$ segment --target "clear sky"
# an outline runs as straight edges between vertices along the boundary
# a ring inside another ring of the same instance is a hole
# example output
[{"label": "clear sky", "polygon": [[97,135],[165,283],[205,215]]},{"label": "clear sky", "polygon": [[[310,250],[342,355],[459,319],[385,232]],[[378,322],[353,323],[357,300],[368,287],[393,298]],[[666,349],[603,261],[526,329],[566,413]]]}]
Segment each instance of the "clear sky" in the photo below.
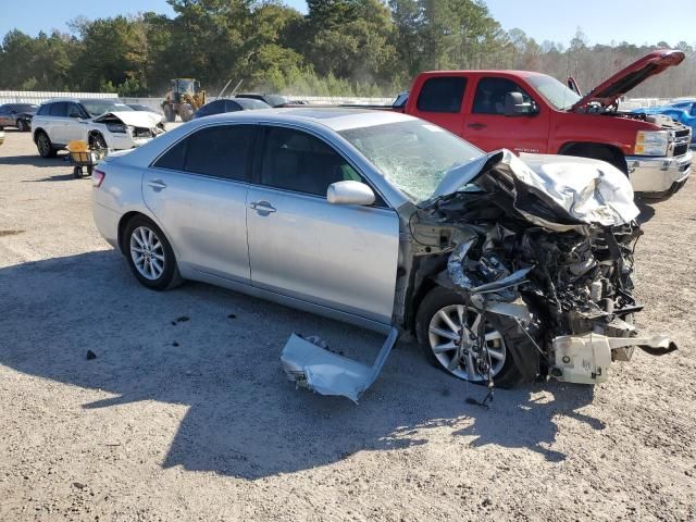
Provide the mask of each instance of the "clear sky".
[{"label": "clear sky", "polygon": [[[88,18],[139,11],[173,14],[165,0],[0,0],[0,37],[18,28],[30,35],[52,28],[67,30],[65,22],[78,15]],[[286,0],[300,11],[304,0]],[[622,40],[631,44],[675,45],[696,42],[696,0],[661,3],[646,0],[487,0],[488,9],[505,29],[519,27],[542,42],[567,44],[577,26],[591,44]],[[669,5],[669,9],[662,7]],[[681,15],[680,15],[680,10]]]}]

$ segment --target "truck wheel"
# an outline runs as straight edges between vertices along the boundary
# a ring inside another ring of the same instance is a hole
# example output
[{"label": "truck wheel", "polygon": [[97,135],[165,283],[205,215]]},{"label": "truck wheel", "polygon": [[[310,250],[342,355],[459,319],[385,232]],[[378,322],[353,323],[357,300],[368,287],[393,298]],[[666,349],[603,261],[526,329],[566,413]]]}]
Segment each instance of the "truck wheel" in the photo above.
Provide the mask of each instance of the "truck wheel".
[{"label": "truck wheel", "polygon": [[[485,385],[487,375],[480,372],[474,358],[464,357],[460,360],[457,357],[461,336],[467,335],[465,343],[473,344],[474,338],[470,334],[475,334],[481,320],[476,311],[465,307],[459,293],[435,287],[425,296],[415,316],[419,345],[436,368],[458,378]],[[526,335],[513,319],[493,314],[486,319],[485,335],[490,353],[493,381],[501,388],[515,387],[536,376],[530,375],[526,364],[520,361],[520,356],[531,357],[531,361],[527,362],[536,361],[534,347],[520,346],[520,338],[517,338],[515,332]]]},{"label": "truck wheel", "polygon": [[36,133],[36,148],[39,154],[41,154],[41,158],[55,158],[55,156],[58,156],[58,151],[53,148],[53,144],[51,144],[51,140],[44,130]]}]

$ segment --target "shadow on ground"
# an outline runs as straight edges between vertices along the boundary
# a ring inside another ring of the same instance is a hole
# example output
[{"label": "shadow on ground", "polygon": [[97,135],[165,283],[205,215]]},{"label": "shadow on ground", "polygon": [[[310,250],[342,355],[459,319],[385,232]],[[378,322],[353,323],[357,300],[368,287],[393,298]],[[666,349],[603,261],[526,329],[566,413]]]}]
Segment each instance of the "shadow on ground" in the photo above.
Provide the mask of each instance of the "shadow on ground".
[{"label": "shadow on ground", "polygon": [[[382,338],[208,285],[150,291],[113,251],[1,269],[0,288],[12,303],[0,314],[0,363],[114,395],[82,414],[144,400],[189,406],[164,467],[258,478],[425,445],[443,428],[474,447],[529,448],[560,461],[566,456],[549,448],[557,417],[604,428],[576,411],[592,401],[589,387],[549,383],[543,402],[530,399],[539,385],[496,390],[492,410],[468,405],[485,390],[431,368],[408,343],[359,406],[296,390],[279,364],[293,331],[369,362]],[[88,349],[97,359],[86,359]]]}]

Prompt
Make an exact copy of the whole listing, but don't bring over any pictures.

The result
$ segment --target "clear sky"
# an outline runs as straight edges between vertices along the boundary
# a ring inside another ring of the same instance is a hole
# example output
[{"label": "clear sky", "polygon": [[97,135],[165,283],[205,215]]},{"label": "clear sky", "polygon": [[[310,250],[342,355],[459,319],[385,232]],[[378,322],[353,323],[357,300],[368,287],[393,298]],[[666,349],[603,261],[526,329],[566,413]]]}]
Segment each instance of the "clear sky" in the photo below.
Provide the mask of each instance of the "clear sky".
[{"label": "clear sky", "polygon": [[[88,18],[139,11],[173,14],[165,0],[0,0],[0,37],[18,28],[30,35],[52,28],[67,30],[65,22],[78,15]],[[286,0],[300,11],[304,0]],[[622,40],[631,44],[675,45],[696,42],[696,0],[661,3],[646,0],[487,0],[488,9],[505,29],[519,27],[542,42],[567,44],[577,26],[591,44]],[[669,5],[669,9],[662,7]],[[681,15],[680,15],[680,10]]]}]

$ segment --target "truck wheel"
# an outline runs as straight edges between vertices along the boundary
# a ring inside another ring of the same instance is a hole
# example output
[{"label": "truck wheel", "polygon": [[97,135],[165,283],[205,215]]},{"label": "truck wheel", "polygon": [[[310,250],[342,355],[459,319],[385,232]],[[378,322],[353,323],[357,300],[368,287],[393,298]],[[666,349],[603,261],[526,329],[566,413]]]}]
Segment each instance of the "truck wheel" in the photo above.
Provide the mask of each instance of the "truck wheel".
[{"label": "truck wheel", "polygon": [[[485,385],[487,375],[480,372],[474,358],[464,357],[460,360],[457,357],[461,336],[467,335],[465,343],[473,344],[474,338],[470,334],[475,334],[481,320],[476,311],[465,307],[459,293],[435,287],[425,296],[415,316],[419,345],[436,368],[458,378]],[[526,335],[513,319],[493,314],[486,319],[485,335],[490,353],[493,381],[501,388],[515,387],[536,376],[530,375],[526,364],[520,361],[520,356],[531,357],[531,361],[527,362],[536,361],[534,347],[520,346],[520,338],[517,338],[515,332]]]},{"label": "truck wheel", "polygon": [[36,133],[36,148],[39,154],[41,154],[41,158],[55,158],[55,156],[58,156],[58,151],[53,148],[53,144],[51,144],[51,140],[44,130]]}]

$ segment --target "shadow on ground"
# an outline runs as straight edges between vertices along the boundary
# a ring inside another ring of the same instance is a hole
# example output
[{"label": "shadow on ground", "polygon": [[97,135],[165,283],[205,215]]},{"label": "shadow on ground", "polygon": [[[310,250],[342,355],[459,319],[385,232]],[[378,322],[353,323],[357,300],[368,287],[393,298]],[[666,349],[603,261],[526,329],[566,413]]]}]
Segment each instance of the "shadow on ground" in the photo above.
Provide the mask of each instance of the "shadow on ground".
[{"label": "shadow on ground", "polygon": [[[382,338],[208,285],[150,291],[113,251],[1,269],[0,288],[12,303],[0,314],[0,363],[114,395],[82,414],[144,400],[189,406],[164,467],[258,478],[425,445],[443,428],[474,447],[529,448],[560,461],[566,456],[549,448],[557,417],[604,428],[576,411],[592,401],[589,387],[549,383],[543,402],[530,399],[539,385],[496,390],[492,410],[468,405],[485,390],[431,368],[408,343],[359,406],[296,390],[279,364],[293,331],[369,362]],[[88,349],[97,359],[86,359]]]}]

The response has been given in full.